Saved data entries
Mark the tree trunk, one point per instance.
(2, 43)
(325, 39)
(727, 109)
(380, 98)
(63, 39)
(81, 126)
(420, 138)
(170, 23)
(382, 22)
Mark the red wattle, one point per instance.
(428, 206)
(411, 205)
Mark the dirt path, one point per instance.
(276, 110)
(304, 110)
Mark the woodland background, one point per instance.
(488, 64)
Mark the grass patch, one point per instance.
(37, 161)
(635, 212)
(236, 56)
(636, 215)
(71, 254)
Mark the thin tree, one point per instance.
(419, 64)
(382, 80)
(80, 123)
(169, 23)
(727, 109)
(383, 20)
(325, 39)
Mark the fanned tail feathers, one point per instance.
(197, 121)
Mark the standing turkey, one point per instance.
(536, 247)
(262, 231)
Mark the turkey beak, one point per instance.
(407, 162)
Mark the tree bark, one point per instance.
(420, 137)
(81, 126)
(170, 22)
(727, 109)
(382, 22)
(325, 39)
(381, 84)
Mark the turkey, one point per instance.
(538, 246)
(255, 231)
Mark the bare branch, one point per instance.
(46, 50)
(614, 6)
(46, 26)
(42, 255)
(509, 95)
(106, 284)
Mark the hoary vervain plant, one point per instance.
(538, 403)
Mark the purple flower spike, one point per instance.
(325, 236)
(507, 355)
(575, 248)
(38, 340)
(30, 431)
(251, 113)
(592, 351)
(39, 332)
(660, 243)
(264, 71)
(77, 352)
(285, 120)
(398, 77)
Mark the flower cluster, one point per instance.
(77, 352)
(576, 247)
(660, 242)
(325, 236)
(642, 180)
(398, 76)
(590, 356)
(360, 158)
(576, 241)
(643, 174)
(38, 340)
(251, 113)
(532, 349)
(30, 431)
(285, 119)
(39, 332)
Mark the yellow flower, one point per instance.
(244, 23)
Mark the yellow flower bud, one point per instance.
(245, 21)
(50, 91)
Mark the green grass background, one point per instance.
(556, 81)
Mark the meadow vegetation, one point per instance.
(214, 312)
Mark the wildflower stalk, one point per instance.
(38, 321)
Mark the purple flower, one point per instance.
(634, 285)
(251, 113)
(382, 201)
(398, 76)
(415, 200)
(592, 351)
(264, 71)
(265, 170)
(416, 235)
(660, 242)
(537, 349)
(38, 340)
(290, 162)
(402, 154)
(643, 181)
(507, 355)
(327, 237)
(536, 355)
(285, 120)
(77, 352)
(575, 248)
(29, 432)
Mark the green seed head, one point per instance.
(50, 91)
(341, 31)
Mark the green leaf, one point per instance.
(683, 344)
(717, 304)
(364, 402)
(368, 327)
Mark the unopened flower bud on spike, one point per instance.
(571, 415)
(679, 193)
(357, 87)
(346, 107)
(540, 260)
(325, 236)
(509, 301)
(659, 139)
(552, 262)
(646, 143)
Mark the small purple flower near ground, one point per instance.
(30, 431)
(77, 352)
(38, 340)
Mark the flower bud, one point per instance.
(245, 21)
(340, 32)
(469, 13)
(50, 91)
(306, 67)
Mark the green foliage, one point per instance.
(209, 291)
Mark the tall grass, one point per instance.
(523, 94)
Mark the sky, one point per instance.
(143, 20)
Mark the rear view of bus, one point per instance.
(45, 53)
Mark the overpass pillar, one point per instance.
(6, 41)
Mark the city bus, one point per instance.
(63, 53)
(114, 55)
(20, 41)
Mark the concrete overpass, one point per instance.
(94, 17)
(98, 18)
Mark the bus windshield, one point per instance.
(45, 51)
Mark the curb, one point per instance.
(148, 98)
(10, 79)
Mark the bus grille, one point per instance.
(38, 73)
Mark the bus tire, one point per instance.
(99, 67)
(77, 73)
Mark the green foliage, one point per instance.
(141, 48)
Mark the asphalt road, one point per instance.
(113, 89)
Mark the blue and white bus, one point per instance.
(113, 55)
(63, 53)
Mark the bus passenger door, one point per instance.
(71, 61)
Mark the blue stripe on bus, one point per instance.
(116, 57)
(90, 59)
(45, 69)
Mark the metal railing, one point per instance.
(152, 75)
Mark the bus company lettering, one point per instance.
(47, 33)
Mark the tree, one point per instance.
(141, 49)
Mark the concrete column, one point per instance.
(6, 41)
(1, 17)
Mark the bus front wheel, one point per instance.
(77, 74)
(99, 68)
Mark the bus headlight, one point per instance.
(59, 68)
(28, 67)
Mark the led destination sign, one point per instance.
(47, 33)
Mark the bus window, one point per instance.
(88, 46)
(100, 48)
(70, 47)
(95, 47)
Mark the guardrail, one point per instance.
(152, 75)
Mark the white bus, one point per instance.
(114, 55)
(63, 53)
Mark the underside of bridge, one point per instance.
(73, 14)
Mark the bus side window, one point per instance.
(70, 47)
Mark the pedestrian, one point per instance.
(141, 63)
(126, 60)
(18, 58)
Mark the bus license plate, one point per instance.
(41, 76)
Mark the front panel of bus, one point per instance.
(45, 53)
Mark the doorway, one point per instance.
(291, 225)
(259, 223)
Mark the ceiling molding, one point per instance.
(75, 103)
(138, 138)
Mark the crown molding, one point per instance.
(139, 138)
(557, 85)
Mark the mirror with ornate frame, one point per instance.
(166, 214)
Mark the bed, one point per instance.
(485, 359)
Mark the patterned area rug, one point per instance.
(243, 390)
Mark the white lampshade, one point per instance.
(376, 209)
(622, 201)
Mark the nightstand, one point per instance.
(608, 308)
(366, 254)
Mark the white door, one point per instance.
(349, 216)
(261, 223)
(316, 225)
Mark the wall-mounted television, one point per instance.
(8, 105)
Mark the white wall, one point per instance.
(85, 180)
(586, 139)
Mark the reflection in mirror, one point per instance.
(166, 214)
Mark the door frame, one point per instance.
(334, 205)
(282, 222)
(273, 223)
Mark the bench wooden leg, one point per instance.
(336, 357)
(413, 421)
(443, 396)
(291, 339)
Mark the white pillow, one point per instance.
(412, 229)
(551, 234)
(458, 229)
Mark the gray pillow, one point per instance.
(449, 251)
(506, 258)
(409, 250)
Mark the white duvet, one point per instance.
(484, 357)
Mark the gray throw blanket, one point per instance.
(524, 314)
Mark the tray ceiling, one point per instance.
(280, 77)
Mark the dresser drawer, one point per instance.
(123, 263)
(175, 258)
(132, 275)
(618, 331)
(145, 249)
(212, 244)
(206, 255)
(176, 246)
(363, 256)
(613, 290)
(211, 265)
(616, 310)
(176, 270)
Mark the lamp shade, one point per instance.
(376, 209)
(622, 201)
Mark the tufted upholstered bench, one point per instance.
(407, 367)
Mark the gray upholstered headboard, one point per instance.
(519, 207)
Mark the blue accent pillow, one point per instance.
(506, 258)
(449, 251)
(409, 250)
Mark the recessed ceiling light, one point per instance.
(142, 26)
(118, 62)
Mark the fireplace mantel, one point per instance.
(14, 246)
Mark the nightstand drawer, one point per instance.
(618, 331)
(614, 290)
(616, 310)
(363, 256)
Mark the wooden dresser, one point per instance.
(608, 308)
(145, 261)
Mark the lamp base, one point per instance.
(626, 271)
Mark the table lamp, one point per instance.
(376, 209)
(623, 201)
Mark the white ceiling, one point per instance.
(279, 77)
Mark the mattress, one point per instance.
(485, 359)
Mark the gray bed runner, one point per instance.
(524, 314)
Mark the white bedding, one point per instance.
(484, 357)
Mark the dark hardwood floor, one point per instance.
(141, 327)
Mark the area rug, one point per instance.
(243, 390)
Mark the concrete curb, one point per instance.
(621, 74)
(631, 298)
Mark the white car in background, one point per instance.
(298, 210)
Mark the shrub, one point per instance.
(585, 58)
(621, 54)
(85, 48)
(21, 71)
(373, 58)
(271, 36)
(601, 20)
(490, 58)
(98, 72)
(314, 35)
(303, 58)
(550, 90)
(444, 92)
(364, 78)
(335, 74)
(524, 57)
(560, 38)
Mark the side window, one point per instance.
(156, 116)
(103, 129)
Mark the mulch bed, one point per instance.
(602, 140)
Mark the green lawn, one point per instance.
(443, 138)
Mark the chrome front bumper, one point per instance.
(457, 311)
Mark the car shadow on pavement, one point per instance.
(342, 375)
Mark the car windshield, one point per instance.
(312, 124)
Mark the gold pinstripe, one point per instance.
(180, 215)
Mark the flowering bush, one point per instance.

> [DESCRIPTION OF THE TASK]: Begin with the line containing "Mark the shrub, one point per instance." and retype it and each line after it through the end of the records, keeping them exact and including nothing more.

> [SOLUTION FOR THIS TASK]:
Mark the shrub, one point per instance.
(585, 58)
(621, 54)
(85, 48)
(21, 71)
(373, 58)
(271, 36)
(601, 20)
(490, 58)
(98, 72)
(314, 35)
(303, 58)
(550, 90)
(444, 92)
(364, 78)
(335, 74)
(524, 57)
(560, 38)
Mark the side window, one point per instance.
(156, 116)
(103, 129)
Mark the mulch bed, one point per instance.
(602, 140)
Mark the green lawn, one point per instance.
(443, 138)
Mark the chrome front bumper, one point per instance.
(457, 311)
Mark the car shadow on pavement, one point per instance.
(342, 375)
Mark the car windshield, one point per instance.
(312, 124)
Mark the gold pinstripe, one point per instance.
(180, 215)
Mark the flowering bush, one point per instance.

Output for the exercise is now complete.